_Preguntas por responder_
A: Responde estas preguntas con datos del fragmento sobre la piel del IVAM:
(i) ¿Qué años se indican entre paréntesis junto al nombre de Martí Domínguez?
(ii) ¿Con qué título firmó Manuel Peris su artículo?
(iii) ¿Para qué año ha emplazado el presidente de la Generalitat la instalación del cubo?
B: Por favor, escribe la continuación del fragmento sobre la piel del IVAM a partir de su última oración.

_Fragmento de página_
──────

El periodista Martí Domínguez (1908-1984), tan escudriñador como fervoroso de nuestra idiosincrasia, solía ponderar el despego o renuencia en que los valencianos teníamos las nociones de vastedad y desmesura. Influencia del minifundio agrario, de la habilidad labriega y de la obligada administración de la escasez, levadura de la posterior floración industrial, diagnosticaba el lúcido colega. Dudamos que pudiese constatar todavía esta virtud civil en vías de extinción a la par con la consunción de la huerta y la amortización de los hortelanos, desahuciados y a menudo enriquecidos por el tsunami urbanístico. Lo que ahora prima es el gigantismo y futilidad, diríamos que en todos los aspectos, pero particularmente a la hora de ordenar -o su contrario- el espacio y desarrollar la arquitectura.

La observación se decanta del artículo que firmaba Manuel Peris el martes pasado en esta columna y titulaba Viva la cáscara, aludiendo a unas cuantas iniciativas públicas de dudosa utilidad en contraste con no pocos déficit cívicos apremiantes y aún vitales en Valencia. De todas aquellas queremos insistir en la descrita como "piel del IVAM", ese cubo de acero -en todo caso de metal- perforado que se sobrepondrá al museo una vez ampliado. El presidente de la Generalitat ha emplazado su instalación en 2011, lo que revela una gran fe en su pervivencia política y una buena percepción de la opinión más generalizada -y favorable- sobre tan "monumental" cáscara, reiterando la calificación que le otorga el citado columnista.

──────

_Registros extraídos_
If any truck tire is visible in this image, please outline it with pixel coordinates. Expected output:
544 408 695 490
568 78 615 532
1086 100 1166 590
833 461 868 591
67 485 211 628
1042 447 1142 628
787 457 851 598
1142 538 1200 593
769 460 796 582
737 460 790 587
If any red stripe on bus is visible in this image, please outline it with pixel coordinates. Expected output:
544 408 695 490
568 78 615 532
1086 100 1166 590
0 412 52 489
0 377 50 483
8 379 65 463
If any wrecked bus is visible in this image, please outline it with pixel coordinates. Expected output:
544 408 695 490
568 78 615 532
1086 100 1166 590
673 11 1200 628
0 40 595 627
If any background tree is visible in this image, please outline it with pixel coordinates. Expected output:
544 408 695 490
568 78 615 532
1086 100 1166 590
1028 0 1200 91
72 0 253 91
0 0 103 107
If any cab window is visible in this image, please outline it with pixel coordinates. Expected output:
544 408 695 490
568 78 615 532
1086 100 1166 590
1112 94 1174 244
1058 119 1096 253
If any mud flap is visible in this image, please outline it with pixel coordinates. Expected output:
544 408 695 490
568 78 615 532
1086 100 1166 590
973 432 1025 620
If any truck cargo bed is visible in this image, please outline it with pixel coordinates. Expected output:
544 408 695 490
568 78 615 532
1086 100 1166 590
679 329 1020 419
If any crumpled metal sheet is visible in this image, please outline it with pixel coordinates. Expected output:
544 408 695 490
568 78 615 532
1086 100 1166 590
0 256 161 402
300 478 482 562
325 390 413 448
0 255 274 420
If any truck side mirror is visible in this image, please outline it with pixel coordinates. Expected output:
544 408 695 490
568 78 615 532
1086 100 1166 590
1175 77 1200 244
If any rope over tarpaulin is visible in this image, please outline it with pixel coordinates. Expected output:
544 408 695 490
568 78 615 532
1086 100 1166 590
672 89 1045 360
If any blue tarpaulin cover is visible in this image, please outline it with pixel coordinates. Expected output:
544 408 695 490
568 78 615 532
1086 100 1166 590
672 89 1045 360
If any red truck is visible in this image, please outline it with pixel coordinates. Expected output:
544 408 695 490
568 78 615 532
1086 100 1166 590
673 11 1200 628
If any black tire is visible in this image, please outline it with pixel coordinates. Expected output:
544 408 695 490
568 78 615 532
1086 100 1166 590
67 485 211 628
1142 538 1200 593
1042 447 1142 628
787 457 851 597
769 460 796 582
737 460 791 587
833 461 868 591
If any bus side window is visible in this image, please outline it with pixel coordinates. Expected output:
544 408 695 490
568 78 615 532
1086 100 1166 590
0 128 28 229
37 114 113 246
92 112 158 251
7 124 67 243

──────

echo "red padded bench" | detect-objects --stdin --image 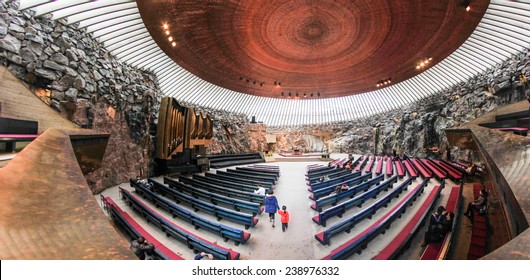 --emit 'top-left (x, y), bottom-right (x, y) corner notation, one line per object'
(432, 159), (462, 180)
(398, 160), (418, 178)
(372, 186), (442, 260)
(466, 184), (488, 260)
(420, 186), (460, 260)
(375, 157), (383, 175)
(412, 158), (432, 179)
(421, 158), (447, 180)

──────

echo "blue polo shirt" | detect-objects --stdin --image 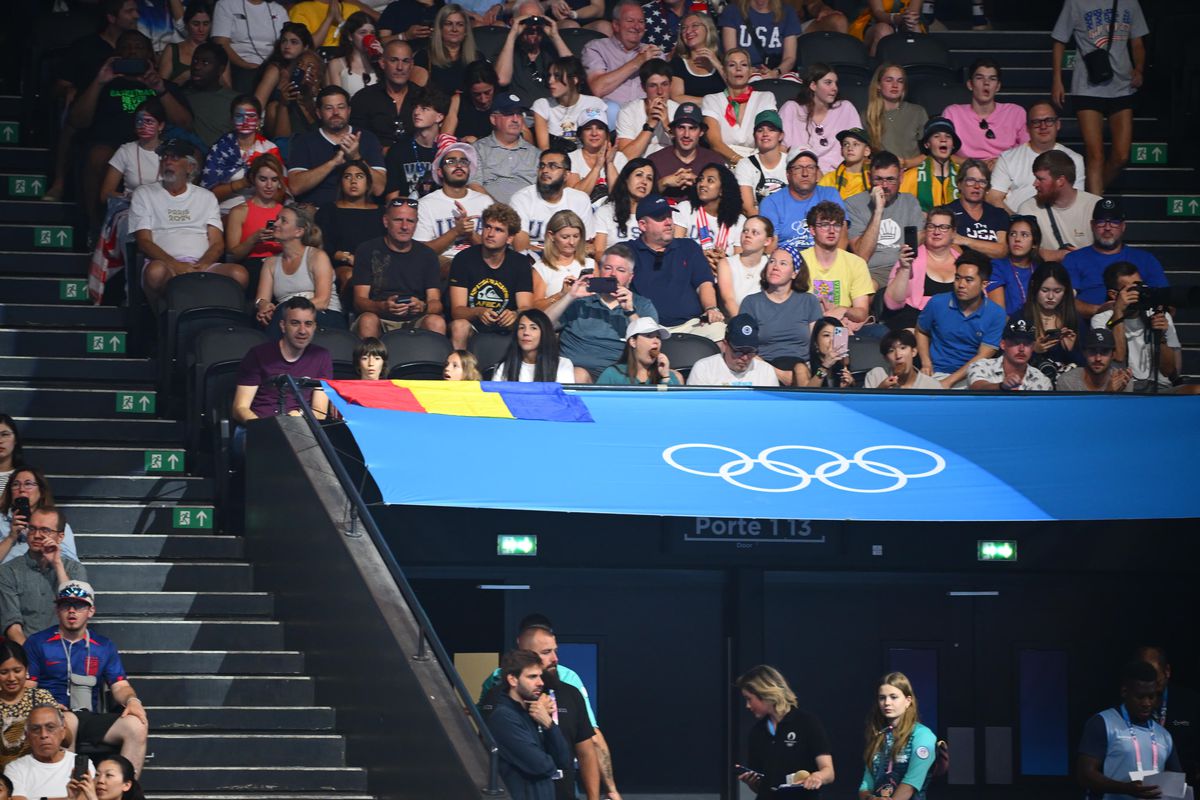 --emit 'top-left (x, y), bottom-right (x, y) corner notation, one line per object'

──────

_Resultados esperados_
A:
(i) 1908-1984
(ii) Viva la cáscara
(iii) 2011

B:
Y tan monumental. Sólo hay que ver la maqueta y de qué modo tan impresionante como gratuito desfigura el barrio del Carmen, entorno urbano acerca del cual no han tenido el menor respeto los geniales autores del engendro, que tampoco han sido -ni sus patrocinadores- respetuosos con los diseñadores del actual y nada desdeñable edificio museístico, Carlos Salvadores y Emilio Jiménez, que lo concibieron en tiempos presupuestarios ascéticos y merecieron el unánime reconocimiento. Es posible que hoy sea necesario ampliarlo y que no haya habido otra solución que engullirse con poca o ninguna delicadeza al vecindario más próximo. Pero no se ve qué utilidad puede tener embutir la obra en ese casco refulgente para gozo de los cosmonautas o habitantes de la galaxia.

Sin embargo, a nuestro entender, la joya de los despilfarros no es esa, sino el Ágora, un proyecto arquitectónico de ignorada justificación que se construirá en la Ciudad de las Artes y de las Ciencias. Por el momento solo se sabe que son varias y aun numerosas las empresas que licitan para su ejecución, quizá porque les consta que el presupuesto acabará multiplicándose, como suele acontecer en las obras públicas que firma el eximio arquitecto Santiago Calatrava. También se ha dicho que será el recinto que acogerá la entrega de los premios a los regatistas de la Copa de América. Lo demás son conjeturas. Sala de exposiciones, palacio de congresos, auditorio o vaya usted a saber, pues todos los destinos anotados están sobradamente servidos en la ciudad. ¿Pero qué son 50 o 100 millones de euros en simple ornato? No solo se ha perdido la mesura, sino la sensatez.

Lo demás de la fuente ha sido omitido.